▸ **Problem to solve**
Search the material below for lines containing the string "geojson", and copy every one you find.

━━━━━━━━━━━━━━━━━━━━━━━━━━━━━━

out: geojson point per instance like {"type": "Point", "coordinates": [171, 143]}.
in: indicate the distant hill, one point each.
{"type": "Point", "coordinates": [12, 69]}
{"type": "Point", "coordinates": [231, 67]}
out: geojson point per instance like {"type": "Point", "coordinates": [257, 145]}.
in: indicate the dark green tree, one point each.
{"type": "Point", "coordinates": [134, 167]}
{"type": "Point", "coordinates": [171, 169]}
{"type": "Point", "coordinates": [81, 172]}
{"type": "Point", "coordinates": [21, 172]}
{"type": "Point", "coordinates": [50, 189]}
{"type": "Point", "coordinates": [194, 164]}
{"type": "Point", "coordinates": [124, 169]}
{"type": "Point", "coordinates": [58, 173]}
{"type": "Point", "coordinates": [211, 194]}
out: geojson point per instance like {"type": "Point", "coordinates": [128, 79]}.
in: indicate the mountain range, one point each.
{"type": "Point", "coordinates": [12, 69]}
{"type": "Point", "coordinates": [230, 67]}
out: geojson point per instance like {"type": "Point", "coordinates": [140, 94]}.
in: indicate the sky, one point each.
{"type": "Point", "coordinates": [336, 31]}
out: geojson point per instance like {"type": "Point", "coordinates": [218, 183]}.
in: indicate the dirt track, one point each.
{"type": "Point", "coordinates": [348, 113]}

━━━━━━━━━━━━━━━━━━━━━━━━━━━━━━

▸ **Answer space**
out: geojson point per instance like {"type": "Point", "coordinates": [171, 143]}.
out: geojson point per instance like {"type": "Point", "coordinates": [257, 145]}.
out: geojson point per instance like {"type": "Point", "coordinates": [128, 79]}.
out: geojson point per instance like {"type": "Point", "coordinates": [140, 94]}.
out: geojson point per instance like {"type": "Point", "coordinates": [218, 183]}.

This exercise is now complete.